### Written instruction
Arrange every line of the data below as a Markdown table with two columns, Row and Line. Number the rows in order and omit blank lines.

### Task data
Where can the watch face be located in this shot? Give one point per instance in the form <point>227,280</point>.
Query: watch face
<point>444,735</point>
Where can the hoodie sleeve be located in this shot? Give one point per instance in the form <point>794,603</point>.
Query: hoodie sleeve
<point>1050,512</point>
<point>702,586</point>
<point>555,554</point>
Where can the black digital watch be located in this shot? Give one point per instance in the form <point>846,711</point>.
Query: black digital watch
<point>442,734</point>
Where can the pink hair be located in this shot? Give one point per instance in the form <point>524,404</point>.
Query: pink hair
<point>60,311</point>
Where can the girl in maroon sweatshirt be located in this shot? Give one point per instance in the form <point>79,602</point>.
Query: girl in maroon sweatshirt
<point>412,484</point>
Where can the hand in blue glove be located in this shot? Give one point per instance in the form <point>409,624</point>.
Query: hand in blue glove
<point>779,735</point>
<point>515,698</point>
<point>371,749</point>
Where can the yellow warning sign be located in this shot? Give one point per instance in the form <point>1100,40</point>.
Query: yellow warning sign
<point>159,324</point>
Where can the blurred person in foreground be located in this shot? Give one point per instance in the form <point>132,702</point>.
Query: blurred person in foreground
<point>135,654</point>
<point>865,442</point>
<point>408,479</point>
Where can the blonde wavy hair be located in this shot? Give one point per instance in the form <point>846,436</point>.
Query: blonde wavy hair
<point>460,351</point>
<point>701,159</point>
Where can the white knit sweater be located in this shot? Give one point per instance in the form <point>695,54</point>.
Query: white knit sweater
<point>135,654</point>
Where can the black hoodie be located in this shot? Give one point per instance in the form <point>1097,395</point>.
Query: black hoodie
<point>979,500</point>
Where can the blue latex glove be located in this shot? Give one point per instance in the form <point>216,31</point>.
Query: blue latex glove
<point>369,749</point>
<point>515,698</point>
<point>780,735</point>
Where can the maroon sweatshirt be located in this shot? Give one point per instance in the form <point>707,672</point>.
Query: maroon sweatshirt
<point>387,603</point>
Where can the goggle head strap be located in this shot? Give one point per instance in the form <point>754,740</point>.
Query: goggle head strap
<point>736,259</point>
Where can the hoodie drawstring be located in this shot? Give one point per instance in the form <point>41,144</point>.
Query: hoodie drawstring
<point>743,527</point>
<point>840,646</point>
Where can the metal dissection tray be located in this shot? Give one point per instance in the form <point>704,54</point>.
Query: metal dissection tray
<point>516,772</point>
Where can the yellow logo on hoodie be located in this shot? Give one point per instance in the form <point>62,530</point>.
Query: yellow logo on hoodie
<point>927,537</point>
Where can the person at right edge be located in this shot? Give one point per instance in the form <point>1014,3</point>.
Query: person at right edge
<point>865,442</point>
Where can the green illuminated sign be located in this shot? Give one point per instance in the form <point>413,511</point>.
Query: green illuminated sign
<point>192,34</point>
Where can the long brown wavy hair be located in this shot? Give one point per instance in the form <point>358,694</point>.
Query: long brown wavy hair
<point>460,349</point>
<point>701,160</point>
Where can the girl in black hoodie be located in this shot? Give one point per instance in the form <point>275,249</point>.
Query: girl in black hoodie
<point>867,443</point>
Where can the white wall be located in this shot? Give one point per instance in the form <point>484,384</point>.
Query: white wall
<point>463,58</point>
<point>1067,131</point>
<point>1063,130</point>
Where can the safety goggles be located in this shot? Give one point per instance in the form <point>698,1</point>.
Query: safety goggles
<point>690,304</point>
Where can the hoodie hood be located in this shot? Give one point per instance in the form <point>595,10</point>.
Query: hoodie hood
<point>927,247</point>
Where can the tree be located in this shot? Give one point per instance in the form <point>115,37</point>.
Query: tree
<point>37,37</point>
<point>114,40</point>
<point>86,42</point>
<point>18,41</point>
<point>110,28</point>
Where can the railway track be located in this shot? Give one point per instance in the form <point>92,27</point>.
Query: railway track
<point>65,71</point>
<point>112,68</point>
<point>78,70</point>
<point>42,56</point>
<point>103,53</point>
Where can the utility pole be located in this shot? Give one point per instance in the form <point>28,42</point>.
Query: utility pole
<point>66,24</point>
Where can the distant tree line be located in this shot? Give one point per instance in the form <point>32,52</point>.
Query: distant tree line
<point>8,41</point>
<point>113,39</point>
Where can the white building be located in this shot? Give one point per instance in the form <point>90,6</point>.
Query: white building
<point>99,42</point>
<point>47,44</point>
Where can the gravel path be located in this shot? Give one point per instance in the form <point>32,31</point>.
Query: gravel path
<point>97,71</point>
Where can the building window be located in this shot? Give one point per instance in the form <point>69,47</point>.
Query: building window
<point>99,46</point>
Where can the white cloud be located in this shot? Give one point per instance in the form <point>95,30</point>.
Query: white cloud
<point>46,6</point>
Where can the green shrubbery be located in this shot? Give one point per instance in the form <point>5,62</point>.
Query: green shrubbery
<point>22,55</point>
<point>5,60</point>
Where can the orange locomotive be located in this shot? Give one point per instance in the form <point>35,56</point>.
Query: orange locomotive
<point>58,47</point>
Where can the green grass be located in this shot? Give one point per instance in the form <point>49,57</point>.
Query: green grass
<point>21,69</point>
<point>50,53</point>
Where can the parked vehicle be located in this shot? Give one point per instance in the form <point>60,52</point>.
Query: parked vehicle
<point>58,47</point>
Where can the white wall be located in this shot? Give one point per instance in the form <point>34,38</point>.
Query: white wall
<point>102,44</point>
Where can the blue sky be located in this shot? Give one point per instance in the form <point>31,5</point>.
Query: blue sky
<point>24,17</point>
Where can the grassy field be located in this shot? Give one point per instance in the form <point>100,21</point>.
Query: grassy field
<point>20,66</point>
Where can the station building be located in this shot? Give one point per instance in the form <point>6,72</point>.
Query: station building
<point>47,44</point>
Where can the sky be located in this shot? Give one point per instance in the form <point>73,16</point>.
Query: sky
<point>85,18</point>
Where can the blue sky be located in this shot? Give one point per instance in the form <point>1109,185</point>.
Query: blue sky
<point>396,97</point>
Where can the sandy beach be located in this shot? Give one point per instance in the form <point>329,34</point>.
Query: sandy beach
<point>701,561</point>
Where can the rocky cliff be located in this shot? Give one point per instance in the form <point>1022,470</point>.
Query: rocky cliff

### Solution to the exercise
| Row | Line |
|---|---|
| 1 | Where can the watch face be located in this shot? Give one point per instance in the form <point>227,280</point>. |
| 2 | Query: watch face |
| 3 | <point>444,735</point> |
| 4 | Where can the hoodie sleeve be located in this shot? Give one point per instance in the form <point>794,603</point>. |
| 5 | Query: hoodie sleeve |
| 6 | <point>1050,512</point> |
| 7 | <point>702,586</point> |
| 8 | <point>555,554</point> |
| 9 | Where can the black digital watch be located in this shot? Give one point per instance in the form <point>846,711</point>. |
| 10 | Query: black digital watch |
| 11 | <point>442,734</point> |
| 12 | Where can the pink hair be located in this shot? Give one point per instance in the form <point>524,404</point>. |
| 13 | Query: pink hair |
| 14 | <point>60,311</point> |
| 15 | Where can the girl in maroon sweatshirt be located in this shot? Give one point per instance in the form <point>79,602</point>. |
| 16 | Query: girl in maroon sweatshirt |
| 17 | <point>412,484</point> |
| 18 | Where can the hand in blue glove be located in this shot? Give one point per instance in the form <point>409,624</point>. |
| 19 | Query: hand in blue glove |
| 20 | <point>779,735</point> |
| 21 | <point>515,698</point> |
| 22 | <point>371,749</point> |
| 23 | Where can the yellow warning sign be located in this shot? Give one point per instance in the form <point>1100,40</point>. |
| 24 | Query: yellow warning sign |
| 25 | <point>159,324</point> |
| 26 | Where can the blurred person in foreground be located in this shot? Give one point per instance in the form <point>132,702</point>. |
| 27 | Query: blurred person in foreground |
| 28 | <point>135,654</point> |
| 29 | <point>865,442</point> |
| 30 | <point>408,479</point> |
| 31 | Where can the blonde wavy hair be located in this shot? Give one point per instance in the form <point>846,436</point>. |
| 32 | Query: blonde wavy hair |
| 33 | <point>460,351</point> |
| 34 | <point>701,159</point> |
| 35 | Where can the white knit sweater be located in this shot? Give one point per instance in the form <point>695,54</point>. |
| 36 | Query: white knit sweater |
| 37 | <point>135,654</point> |
| 38 | Where can the black hoodie be located in this shot? Give one point per instance in the form <point>1097,395</point>. |
| 39 | Query: black hoodie |
| 40 | <point>979,500</point> |
| 41 | Where can the blue latex glove be located in this shot? Give one point per instance in the form <point>216,31</point>. |
| 42 | Query: blue latex glove |
| 43 | <point>369,749</point> |
| 44 | <point>515,698</point> |
| 45 | <point>780,735</point> |
| 46 | Where can the maroon sweatshirt be located in this shot? Give one point per instance in the form <point>707,672</point>. |
| 47 | Query: maroon sweatshirt |
| 48 | <point>387,603</point> |
| 49 | Where can the goggle head strap be located in this shot? Give one point per instance in the form <point>754,740</point>. |
| 50 | Query: goggle head strap |
| 51 | <point>736,259</point> |
| 52 | Where can the hoodie drawstring be located in this shot? Give one point per instance in the form <point>41,144</point>. |
| 53 | Query: hoodie drawstring |
| 54 | <point>743,527</point> |
| 55 | <point>840,646</point> |
| 56 | Where can the metal dissection tray be located in this shot? Give one point per instance in the form <point>704,54</point>. |
| 57 | Query: metal dissection tray |
| 58 | <point>516,772</point> |
| 59 | Where can the yellow logo on hoodie be located in this shot? Give one point per instance in the form <point>62,530</point>. |
| 60 | Query: yellow logo on hoodie |
| 61 | <point>927,537</point> |
| 62 | Where can the person at right edge be located in this shot? Give one point per instance in the form <point>1014,3</point>. |
| 63 | Query: person at right edge |
| 64 | <point>865,442</point> |
| 65 | Where can the green illuminated sign be located in this shot? Give one point per instance in the form <point>413,511</point>. |
| 66 | Query: green illuminated sign |
| 67 | <point>192,34</point> |
| 68 | Where can the long brown wavy hair be located in this shot? Give one point per instance in the form <point>358,694</point>. |
| 69 | Query: long brown wavy hair |
| 70 | <point>460,349</point> |
| 71 | <point>701,160</point> |
| 72 | Where can the girl in black hoodie be located in this shot? Give one point per instance in the form <point>275,249</point>. |
| 73 | Query: girl in black hoodie |
| 74 | <point>867,443</point> |
| 75 | Where can the white wall be located in this shot? Give one point per instance in the form <point>484,384</point>. |
| 76 | Query: white wall |
| 77 | <point>463,58</point> |
| 78 | <point>1067,131</point> |
| 79 | <point>1063,130</point> |
| 80 | Where can the safety goggles be located in this shot? Give one point per instance in the form <point>698,1</point>. |
| 81 | Query: safety goggles |
| 82 | <point>690,304</point> |
| 83 | Where can the hoodie hood be located in this shot? Give one point per instance in the form <point>595,10</point>. |
| 84 | Query: hoodie hood |
| 85 | <point>927,247</point> |
| 86 | Where can the tree be located in this shot? Give one point per instance in the form <point>115,37</point>. |
| 87 | Query: tree |
| 88 | <point>37,37</point> |
| 89 | <point>114,40</point> |
| 90 | <point>86,42</point> |
| 91 | <point>18,41</point> |
| 92 | <point>110,28</point> |
| 93 | Where can the railway track be located in this shot? Give one point per instance in the form <point>92,27</point>. |
| 94 | Query: railway track |
| 95 | <point>65,71</point> |
| 96 | <point>112,68</point> |
| 97 | <point>78,70</point> |
| 98 | <point>42,56</point> |
| 99 | <point>103,53</point> |
| 100 | Where can the utility pole be located in this shot? Give one point per instance in the form <point>28,42</point>. |
| 101 | Query: utility pole |
| 102 | <point>66,24</point> |
| 103 | Where can the distant tree line be located in this shot? Give one point per instance in the form <point>32,52</point>. |
| 104 | Query: distant tree line |
| 105 | <point>8,41</point> |
| 106 | <point>113,39</point> |
| 107 | Where can the white building be located in this shot? Give one point per instance in the form <point>90,6</point>. |
| 108 | Query: white building |
| 109 | <point>99,42</point> |
| 110 | <point>47,44</point> |
| 111 | Where can the gravel path be located in this shot? Give one point per instance in the form <point>32,31</point>. |
| 112 | Query: gravel path |
| 113 | <point>97,71</point> |
| 114 | Where can the building window be located in this shot? Give one point per instance in the form <point>69,47</point>. |
| 115 | Query: building window |
| 116 | <point>99,46</point> |
| 117 | Where can the white cloud be located in this shot? Give one point per instance in the form <point>95,30</point>. |
| 118 | Query: white cloud |
| 119 | <point>46,6</point> |
| 120 | Where can the green shrubbery be located in this shot? Give one point per instance in the form <point>5,62</point>. |
| 121 | Query: green shrubbery |
| 122 | <point>22,55</point> |
| 123 | <point>5,60</point> |
| 124 | Where can the orange locomotive be located in this shot? Give one point per instance in the form <point>35,56</point>. |
| 125 | Query: orange locomotive |
| 126 | <point>58,47</point> |
| 127 | Where can the green grass be located in this shot? Give one point per instance in the form <point>49,57</point>. |
| 128 | Query: green grass |
| 129 | <point>21,69</point> |
| 130 | <point>50,53</point> |
| 131 | Where can the parked vehicle be located in this shot? Give one point per instance in the form <point>60,52</point>. |
| 132 | Query: parked vehicle |
| 133 | <point>58,47</point> |
| 134 | Where can the white wall be located in this shot? Give one point per instance in the form <point>34,38</point>. |
| 135 | Query: white wall |
| 136 | <point>102,44</point> |
| 137 | Where can the blue sky be located in this shot? Give one point per instance in the form <point>31,5</point>. |
| 138 | Query: blue sky |
| 139 | <point>24,17</point> |
| 140 | Where can the grassy field be located in this shot? Give one point per instance in the form <point>100,21</point>. |
| 141 | Query: grassy field |
| 142 | <point>20,66</point> |
| 143 | Where can the station building be located in this shot? Give one point per instance in the form <point>6,72</point>. |
| 144 | Query: station building |
| 145 | <point>47,44</point> |
| 146 | Where can the sky be located in this shot? Give one point per instance in the form <point>73,16</point>. |
| 147 | Query: sky |
| 148 | <point>85,18</point> |
| 149 | Where can the blue sky be located in this shot? Give one point per instance in the form <point>1109,185</point>. |
| 150 | Query: blue sky |
| 151 | <point>396,97</point> |
| 152 | Where can the sandy beach be located in this shot? Give one point per instance in the form <point>329,34</point>. |
| 153 | Query: sandy beach |
| 154 | <point>701,561</point> |
| 155 | Where can the rocky cliff be located in this shot? Give one point per instance in the form <point>1022,470</point>. |
| 156 | Query: rocky cliff |